**Data supplied:**
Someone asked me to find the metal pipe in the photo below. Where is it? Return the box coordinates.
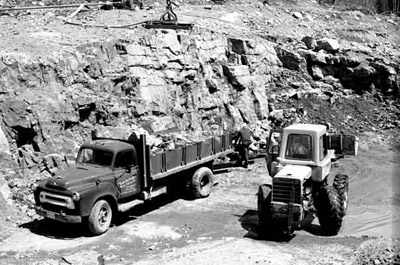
[0,1,123,12]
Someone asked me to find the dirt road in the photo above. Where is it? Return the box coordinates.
[0,136,400,265]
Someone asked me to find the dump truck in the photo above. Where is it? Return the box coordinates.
[34,131,234,235]
[257,124,358,235]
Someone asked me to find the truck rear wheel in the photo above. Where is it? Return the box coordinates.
[316,186,343,235]
[257,184,271,234]
[333,174,349,216]
[88,200,112,235]
[190,167,214,198]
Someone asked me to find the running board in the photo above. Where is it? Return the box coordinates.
[118,200,144,212]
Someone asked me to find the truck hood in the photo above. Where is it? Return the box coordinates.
[42,164,112,190]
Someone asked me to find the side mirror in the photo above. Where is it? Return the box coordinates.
[271,145,279,155]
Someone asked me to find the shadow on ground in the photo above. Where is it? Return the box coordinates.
[20,195,180,240]
[238,210,331,242]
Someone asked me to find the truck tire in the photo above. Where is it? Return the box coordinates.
[88,200,112,235]
[257,184,271,235]
[316,185,343,235]
[190,167,214,198]
[333,174,349,216]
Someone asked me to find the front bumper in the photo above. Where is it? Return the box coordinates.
[35,206,82,224]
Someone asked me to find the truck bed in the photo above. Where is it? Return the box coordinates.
[149,134,233,180]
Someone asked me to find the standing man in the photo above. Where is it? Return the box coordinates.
[235,125,252,168]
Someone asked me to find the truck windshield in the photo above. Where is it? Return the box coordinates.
[77,148,113,166]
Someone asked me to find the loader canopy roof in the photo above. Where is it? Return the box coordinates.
[285,124,326,136]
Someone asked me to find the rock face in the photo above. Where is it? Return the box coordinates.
[0,27,400,210]
[0,30,281,182]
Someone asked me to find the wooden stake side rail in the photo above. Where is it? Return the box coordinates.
[148,134,234,180]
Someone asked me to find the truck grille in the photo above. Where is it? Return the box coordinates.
[272,177,301,204]
[39,191,75,209]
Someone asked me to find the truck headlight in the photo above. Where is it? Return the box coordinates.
[72,192,81,202]
[29,182,39,191]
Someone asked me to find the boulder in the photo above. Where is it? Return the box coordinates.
[223,64,252,91]
[275,46,307,71]
[0,171,12,204]
[292,12,303,19]
[311,65,324,80]
[301,36,317,50]
[0,125,10,154]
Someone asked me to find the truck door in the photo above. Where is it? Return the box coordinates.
[265,130,282,176]
[114,149,140,199]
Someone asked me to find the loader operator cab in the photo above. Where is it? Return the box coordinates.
[266,124,334,181]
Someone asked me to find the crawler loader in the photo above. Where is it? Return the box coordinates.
[258,124,358,235]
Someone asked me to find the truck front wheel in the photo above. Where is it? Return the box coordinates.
[190,167,214,198]
[88,200,112,235]
[316,186,343,235]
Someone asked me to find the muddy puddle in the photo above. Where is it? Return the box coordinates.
[332,145,400,238]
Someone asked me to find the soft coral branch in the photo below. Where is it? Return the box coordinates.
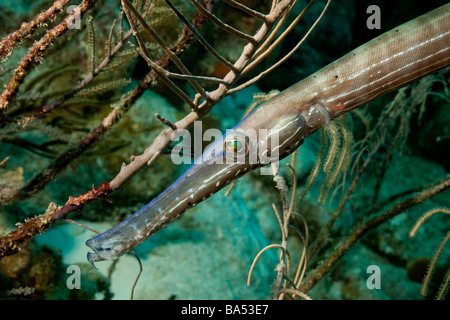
[0,0,96,123]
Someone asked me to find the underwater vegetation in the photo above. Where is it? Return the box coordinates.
[0,0,450,299]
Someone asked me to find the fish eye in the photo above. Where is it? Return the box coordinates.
[224,133,249,156]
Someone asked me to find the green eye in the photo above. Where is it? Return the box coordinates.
[225,135,249,156]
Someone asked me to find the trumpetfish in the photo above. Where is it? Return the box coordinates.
[86,4,450,267]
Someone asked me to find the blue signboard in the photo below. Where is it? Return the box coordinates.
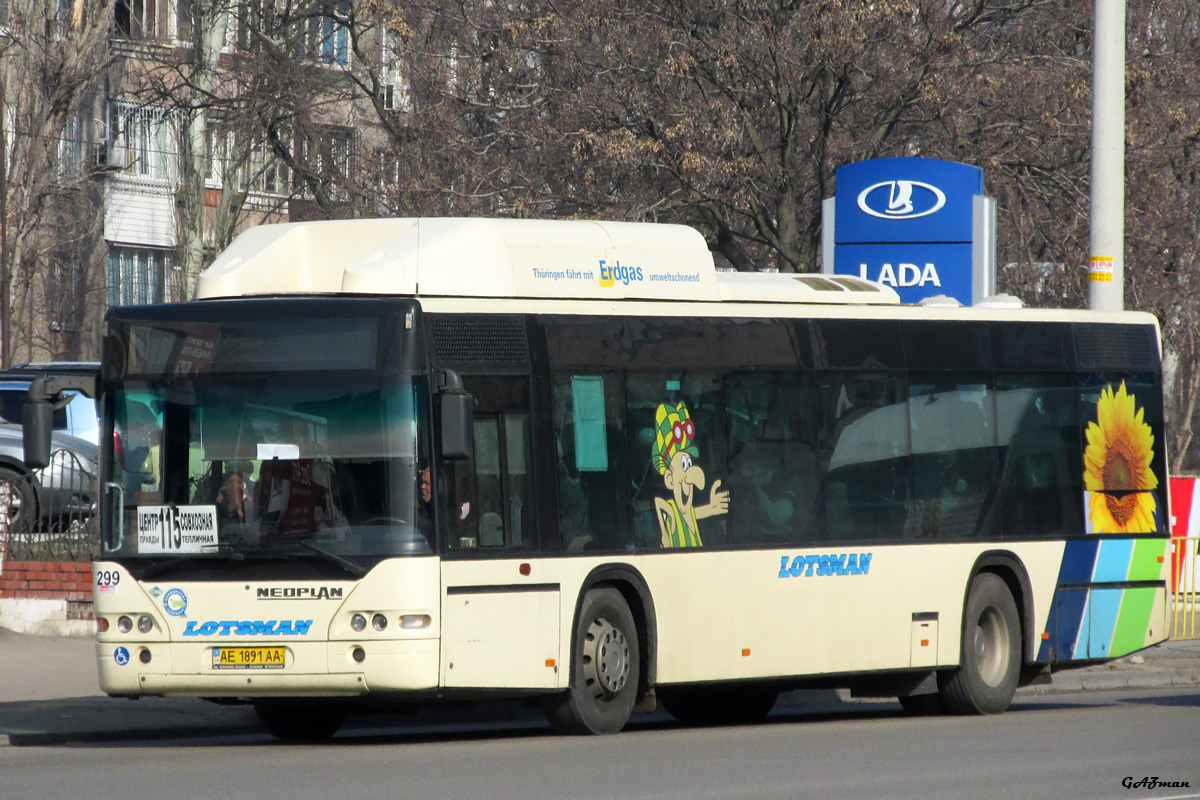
[827,158,983,305]
[834,242,973,305]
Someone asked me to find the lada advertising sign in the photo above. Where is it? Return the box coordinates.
[833,158,983,305]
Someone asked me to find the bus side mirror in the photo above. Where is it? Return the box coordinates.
[20,399,54,469]
[440,391,475,461]
[20,375,90,469]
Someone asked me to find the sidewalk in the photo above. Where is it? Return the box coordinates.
[0,628,1200,746]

**Instructions to follow:** Pull out each line in the records above that contains the word "front" and copy it in full.

**Full answer:**
Someone asked me to find the front bumper in the photo above. Where is it? Return the box coordinates.
Someone asked me to find the truck front wheel in the photo above. Where is it? Return the box coordinates.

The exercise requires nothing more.